═════ RECORDS FOR THE EXERCISE ═════

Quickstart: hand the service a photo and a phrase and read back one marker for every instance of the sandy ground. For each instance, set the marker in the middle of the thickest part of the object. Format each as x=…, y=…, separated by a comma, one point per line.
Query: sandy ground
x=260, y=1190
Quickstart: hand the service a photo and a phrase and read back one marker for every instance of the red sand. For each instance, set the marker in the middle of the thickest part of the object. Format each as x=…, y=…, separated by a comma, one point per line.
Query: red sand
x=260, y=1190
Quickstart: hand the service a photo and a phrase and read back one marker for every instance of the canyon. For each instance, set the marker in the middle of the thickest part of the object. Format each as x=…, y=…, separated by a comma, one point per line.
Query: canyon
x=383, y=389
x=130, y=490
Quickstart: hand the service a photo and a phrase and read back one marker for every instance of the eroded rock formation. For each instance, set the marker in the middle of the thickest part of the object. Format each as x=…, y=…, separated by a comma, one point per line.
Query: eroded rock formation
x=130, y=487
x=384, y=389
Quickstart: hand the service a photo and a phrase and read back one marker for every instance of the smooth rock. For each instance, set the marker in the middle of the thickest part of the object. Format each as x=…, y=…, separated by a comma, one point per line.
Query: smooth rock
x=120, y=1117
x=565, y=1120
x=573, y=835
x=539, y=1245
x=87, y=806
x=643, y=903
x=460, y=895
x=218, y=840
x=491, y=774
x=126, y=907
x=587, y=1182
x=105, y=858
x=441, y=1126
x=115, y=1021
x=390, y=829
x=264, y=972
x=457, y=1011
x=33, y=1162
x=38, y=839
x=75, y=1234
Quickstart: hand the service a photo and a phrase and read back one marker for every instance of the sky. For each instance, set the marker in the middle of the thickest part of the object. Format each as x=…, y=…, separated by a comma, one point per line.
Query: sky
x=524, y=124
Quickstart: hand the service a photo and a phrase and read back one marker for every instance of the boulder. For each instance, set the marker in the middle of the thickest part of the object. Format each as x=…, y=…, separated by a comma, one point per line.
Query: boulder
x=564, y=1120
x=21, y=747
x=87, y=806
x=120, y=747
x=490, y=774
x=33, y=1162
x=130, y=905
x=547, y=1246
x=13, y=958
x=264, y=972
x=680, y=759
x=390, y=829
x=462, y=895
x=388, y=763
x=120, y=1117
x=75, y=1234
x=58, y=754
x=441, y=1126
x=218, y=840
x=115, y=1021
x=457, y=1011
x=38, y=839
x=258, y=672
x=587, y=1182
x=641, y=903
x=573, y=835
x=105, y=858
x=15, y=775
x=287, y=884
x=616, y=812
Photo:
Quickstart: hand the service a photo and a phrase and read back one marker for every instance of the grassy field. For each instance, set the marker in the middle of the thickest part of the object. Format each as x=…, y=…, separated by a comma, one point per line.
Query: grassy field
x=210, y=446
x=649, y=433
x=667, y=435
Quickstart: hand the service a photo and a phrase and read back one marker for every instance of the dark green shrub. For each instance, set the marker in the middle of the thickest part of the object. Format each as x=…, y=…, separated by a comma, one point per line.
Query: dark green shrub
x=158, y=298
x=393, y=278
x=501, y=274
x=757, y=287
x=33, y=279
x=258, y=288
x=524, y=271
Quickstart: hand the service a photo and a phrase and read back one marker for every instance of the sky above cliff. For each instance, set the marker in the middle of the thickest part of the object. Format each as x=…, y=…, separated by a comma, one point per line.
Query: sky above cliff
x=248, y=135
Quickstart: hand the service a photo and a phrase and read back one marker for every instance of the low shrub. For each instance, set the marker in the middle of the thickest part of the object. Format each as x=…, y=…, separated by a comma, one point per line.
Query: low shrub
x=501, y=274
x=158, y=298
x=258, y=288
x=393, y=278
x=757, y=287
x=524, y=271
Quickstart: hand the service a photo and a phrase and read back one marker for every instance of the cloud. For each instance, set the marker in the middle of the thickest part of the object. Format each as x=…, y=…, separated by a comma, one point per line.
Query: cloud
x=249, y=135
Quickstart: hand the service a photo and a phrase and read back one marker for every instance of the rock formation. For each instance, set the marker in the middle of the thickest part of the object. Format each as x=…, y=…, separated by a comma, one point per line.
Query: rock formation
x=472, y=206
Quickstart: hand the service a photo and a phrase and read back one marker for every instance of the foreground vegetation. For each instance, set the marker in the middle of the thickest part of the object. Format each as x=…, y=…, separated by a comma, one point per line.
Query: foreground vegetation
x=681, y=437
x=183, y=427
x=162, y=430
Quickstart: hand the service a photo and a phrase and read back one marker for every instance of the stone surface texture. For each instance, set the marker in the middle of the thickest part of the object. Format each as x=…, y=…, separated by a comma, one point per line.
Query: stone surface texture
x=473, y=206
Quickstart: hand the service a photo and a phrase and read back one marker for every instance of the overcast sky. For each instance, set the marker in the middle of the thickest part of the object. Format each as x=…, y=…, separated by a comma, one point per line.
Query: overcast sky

═════

» WHAT THE TASK ASKS:
Everything in the listing should be given again word for word.

» OUTPUT FOR THIS TASK:
Quickstart: hand the service a photo and a phrase and read back one marker for every instance of the sandy ground. For each instance, set the marker in the middle of the thickest part of the object. Format each as x=…, y=…, separated by a comma, one point per line.
Query: sandy ground
x=260, y=1190
Quickstart: hand the service a photo and a phrase and read back one marker for every instance of the red sand. For each instance, set the marker in the middle of the thickest part of the object. Format each as x=…, y=…, separated by a comma, one point per line.
Query: red sand
x=260, y=1190
Quickstart: hand the service a photo and a phrase and read back one marker for every instance of the canyon. For each instance, set the marker in the middle of the thickest part of the object. Format each as x=…, y=…, separated by a comma, one point per line.
Query: canyon
x=383, y=389
x=130, y=490
Quickstart: hand the service a photo and a phrase and read back one marker for every instance of the eroded rock formation. For each instance, set the marker in the middle of the thickest part of the object. Format each as x=…, y=…, separated by a comma, one point per line.
Query: eroded rock formation
x=130, y=487
x=384, y=389
Quickstart: hand the service a photo and a phrase and read back one marker for every instance of the smooth rock. For each instance, set the marker in the middle of the thickest part of the object. Format each as x=…, y=…, separated by a comma, one point per line.
Query: smooth rock
x=120, y=1117
x=565, y=1120
x=573, y=835
x=539, y=1245
x=87, y=806
x=643, y=903
x=460, y=895
x=218, y=840
x=491, y=774
x=126, y=907
x=587, y=1182
x=105, y=858
x=441, y=1126
x=115, y=1021
x=390, y=829
x=264, y=972
x=457, y=1011
x=33, y=1162
x=38, y=839
x=75, y=1234
Quickstart: hand the service a photo and a phrase and read back one marker for every instance of the sky. For each instance, set the marker in the middle of the thickest part of the object. Format each as x=…, y=…, separated by a comma, one point per line.
Query: sky
x=524, y=124
Quickstart: hand the service a photo and a phrase and read back one marker for every instance of the boulder. For each instance, set the marker in the middle of the thickest part of the object. Format each as x=…, y=…, separated by a comma, one point per line.
Query: boulder
x=564, y=1120
x=21, y=747
x=87, y=806
x=120, y=747
x=490, y=774
x=33, y=1162
x=130, y=905
x=547, y=1246
x=13, y=958
x=264, y=972
x=680, y=759
x=390, y=829
x=462, y=895
x=388, y=763
x=120, y=1117
x=75, y=1234
x=58, y=754
x=441, y=1126
x=218, y=840
x=115, y=1021
x=457, y=1011
x=38, y=839
x=258, y=672
x=587, y=1182
x=641, y=903
x=573, y=835
x=105, y=858
x=15, y=775
x=287, y=884
x=616, y=812
Photo:
Quickstart: hand the service a photo and a phrase and read back one marker for every instance of the grassy field. For each instance, set the marker in the middle of the thickest part of the object. Format each as x=…, y=…, separated by a comma, one point per line.
Query: grassy field
x=210, y=446
x=649, y=433
x=667, y=435
Quickstart: hand the service a photo and a phrase and read back one marker for every instance of the dark green shrub. For each instance, set the marker in the middle of the thickest part of the object. Format each as x=…, y=…, separated by a comma, one point per line.
Query: dark green shrub
x=158, y=298
x=393, y=278
x=501, y=274
x=757, y=287
x=33, y=279
x=258, y=288
x=524, y=271
Quickstart: hand the service a photo and a phrase and read back one marker for every instance of the sky above cliff. For each instance, set the marker in the middle of the thickest part of the object. Format each as x=…, y=…, separated by a comma, one point per line.
Query: sky above cliff
x=248, y=135
Quickstart: hand the service a photo and a phrase and read back one marker for every instance of the low shrub. For each instance, set the marker in the middle of the thickest part of the object. Format each as x=…, y=…, separated by a comma, one point per line.
Query: low shrub
x=501, y=274
x=158, y=298
x=258, y=288
x=393, y=278
x=757, y=287
x=524, y=271
Quickstart: hand the service a photo and a phrase and read back one marker for every instance of the cloud. For each instance, set the marker in the middle of the thickest part of the object. Format each as x=…, y=…, separated by a comma, one point per line.
Query: cloud
x=249, y=135
Quickstart: hand the service a photo and a phrase and read back one marker for every instance of the rock formation. For each instance, set the marker in the middle of the thickest part of the object. Format each as x=…, y=…, separated by a comma, one point per line.
Query: rock formation
x=472, y=206
Quickstart: hand the service a photo and a phrase and read back one marker for every instance of the foreground vegetation. For each instance, set the marker in the middle of the thickest part of the object. Format each as x=…, y=…, separated by a comma, one point per line.
Query: foreground vegetation
x=681, y=437
x=183, y=427
x=162, y=430
Quickstart: hand the service a photo and a phrase and read back one marker for every instance of the stone surface texture. For each instance, set the marker in the middle of the thickest part of the object. Format each as x=…, y=…, separated by a comma, one point per line.
Query: stone surface texture
x=473, y=206
Quickstart: hand the service a photo and a phrase and read back one marker for every instance of the overcast sky. For each instance, set the marker in the middle of the thickest part of the object. Format each as x=…, y=…, separated by a comma, one point per line.
Query: overcast sky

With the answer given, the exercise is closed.